# Input data:
===============
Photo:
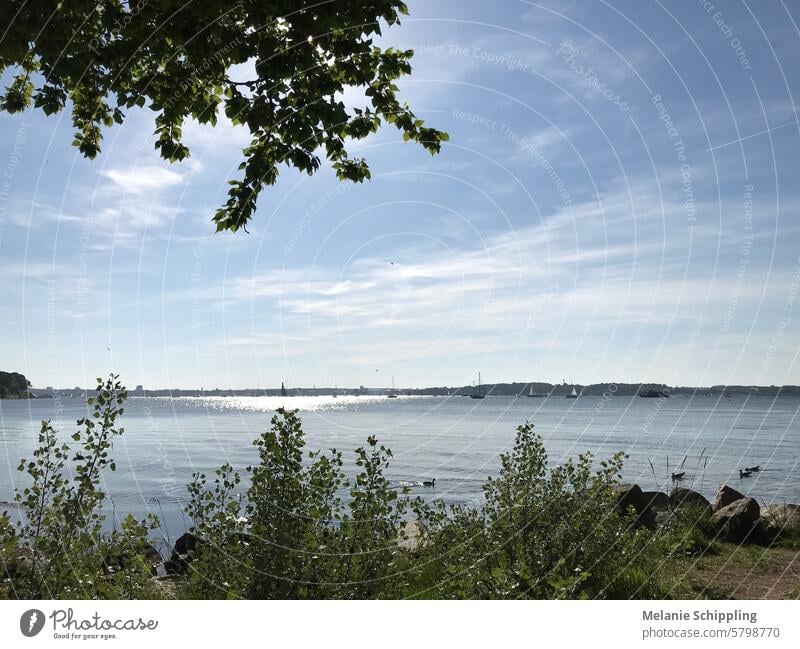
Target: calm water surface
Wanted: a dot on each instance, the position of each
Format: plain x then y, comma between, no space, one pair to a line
456,440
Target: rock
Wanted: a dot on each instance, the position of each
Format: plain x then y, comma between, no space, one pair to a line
657,501
737,520
630,495
725,496
182,553
411,540
682,497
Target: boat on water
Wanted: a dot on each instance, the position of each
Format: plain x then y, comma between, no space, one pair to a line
393,393
654,394
478,392
532,393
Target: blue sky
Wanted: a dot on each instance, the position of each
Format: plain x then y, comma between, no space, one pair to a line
618,201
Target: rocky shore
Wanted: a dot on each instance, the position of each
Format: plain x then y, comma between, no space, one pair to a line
735,517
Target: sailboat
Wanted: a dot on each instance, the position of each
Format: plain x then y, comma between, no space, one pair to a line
479,393
532,392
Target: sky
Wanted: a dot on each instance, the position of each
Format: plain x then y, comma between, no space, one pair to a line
618,201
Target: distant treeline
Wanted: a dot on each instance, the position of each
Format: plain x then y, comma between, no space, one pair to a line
540,389
13,385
===============
# Work request:
Reproduce the entries above exactly. Do not include the images.

# Answer to the exercise:
Photo:
Target: calm water surface
Wanted: a dot on each instance, the position of each
Format: plain x then y, comma between, no space, one pair to a line
456,440
Target: rock
Wanted: a dot on each instance, the position of each
Format: plain x then y, comma between, no space, one pair to a line
657,501
737,520
630,495
725,496
182,553
411,540
682,497
Target: boat on water
Wanted: a dot on each instance, the position of each
Format: plain x then y, comma between, no space, one pair to a line
393,393
654,394
478,392
532,393
Target: blue sky
Wanted: a dot on each instance, the position of each
Format: plain x then y, comma between, no space, one pair to a line
618,201
Target: rocky shore
Wanted: a dot on each instance, the position of each
Format: plain x then y, comma between, no space, one pair to a line
735,517
Target: sailboat
Wanted: a dot on each instance, the position of each
Format: plain x then y, comma between, no space, one pair to a line
479,393
532,392
Target: sky
Wanted: a dot on each instance, the position of each
Format: plain x then y, comma between, no space, one pair to a line
618,201
Target: distant treeline
Wanted: a dot on each instance, the position of each
Format: plain x then y, comma between, no space, one pair to a line
540,389
13,385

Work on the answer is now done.